* Your assignment
Print each record below precisely, with every picture left out of the copy.

Saved data entries:

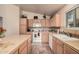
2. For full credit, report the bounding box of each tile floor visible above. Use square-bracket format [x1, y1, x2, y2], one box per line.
[32, 42, 52, 54]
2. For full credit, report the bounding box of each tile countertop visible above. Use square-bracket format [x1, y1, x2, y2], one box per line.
[0, 35, 31, 54]
[52, 34, 79, 53]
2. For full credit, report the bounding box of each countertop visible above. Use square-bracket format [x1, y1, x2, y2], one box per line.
[0, 35, 31, 54]
[52, 34, 79, 53]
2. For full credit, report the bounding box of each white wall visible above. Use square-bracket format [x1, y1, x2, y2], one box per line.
[57, 4, 77, 27]
[0, 5, 20, 36]
[22, 10, 50, 19]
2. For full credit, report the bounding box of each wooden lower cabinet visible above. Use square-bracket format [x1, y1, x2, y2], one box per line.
[18, 38, 32, 54]
[52, 36, 78, 54]
[20, 25, 27, 34]
[56, 39, 64, 54]
[10, 49, 19, 54]
[27, 38, 32, 54]
[52, 37, 64, 54]
[52, 38, 57, 53]
[64, 44, 78, 54]
[19, 41, 28, 54]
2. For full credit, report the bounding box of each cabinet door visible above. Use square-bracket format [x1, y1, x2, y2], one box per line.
[56, 45, 63, 54]
[28, 38, 32, 53]
[20, 18, 27, 34]
[51, 14, 60, 27]
[64, 45, 78, 54]
[45, 20, 50, 27]
[50, 18, 54, 26]
[20, 25, 27, 34]
[56, 39, 64, 54]
[52, 37, 64, 54]
[52, 37, 57, 53]
[28, 19, 33, 27]
[41, 20, 46, 27]
[19, 41, 28, 54]
[20, 18, 27, 25]
[42, 32, 49, 43]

* Your response
2. For full credit, report the bounding box of each tile floor visible above. Use square-bracket format [x1, y1, x2, y2], one box per line.
[32, 42, 52, 54]
2. For full credit, report the bounding box of each tile countertop visible above. Use square-bracket format [x1, y1, x2, y2], one box per line.
[0, 35, 31, 54]
[52, 34, 79, 53]
2. For full credit, report the bounding box of each countertop visible above. Use square-bracket format [x1, y1, x2, y2], one box per line.
[0, 35, 31, 54]
[52, 34, 79, 53]
2. For full credit, report the bounding box of each white wall visible above. Use square-bracket format [x1, y1, x2, y2], one box per line.
[57, 4, 77, 27]
[0, 5, 20, 36]
[22, 10, 50, 19]
2. For full credit, report the bounding box of each wooden lower cabinet visible above. Use square-bracket format [x1, y1, x2, y2], one box per line.
[18, 38, 32, 54]
[52, 36, 78, 54]
[20, 25, 27, 34]
[56, 39, 64, 54]
[10, 49, 19, 54]
[27, 38, 32, 54]
[52, 37, 64, 54]
[52, 38, 57, 53]
[64, 44, 78, 54]
[19, 41, 28, 54]
2. For full credit, report the bounding box of each cabinet door visible above. Use square-bracket format [x1, y1, x2, y2], one box per line.
[56, 45, 63, 54]
[28, 38, 32, 53]
[20, 18, 27, 34]
[51, 14, 60, 27]
[64, 45, 78, 54]
[45, 20, 50, 27]
[50, 18, 54, 26]
[20, 25, 27, 34]
[56, 39, 64, 54]
[52, 37, 64, 54]
[52, 37, 57, 53]
[28, 19, 33, 27]
[41, 20, 46, 27]
[19, 41, 28, 54]
[20, 18, 27, 25]
[42, 32, 49, 43]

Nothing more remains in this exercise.